─── Exercise material ───

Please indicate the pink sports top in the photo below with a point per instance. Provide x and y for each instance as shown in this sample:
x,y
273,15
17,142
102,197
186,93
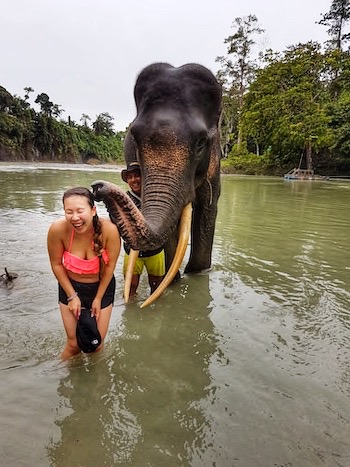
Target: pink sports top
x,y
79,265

───

_Your task_
Copy the row above word for word, leaving out the picture.

_Answer for the task_
Please indicate the pink sports top in the photo below with a point per instance. Provide x and y for each instance as shown in this sample:
x,y
273,15
17,142
102,197
186,93
Target: pink sports top
x,y
79,265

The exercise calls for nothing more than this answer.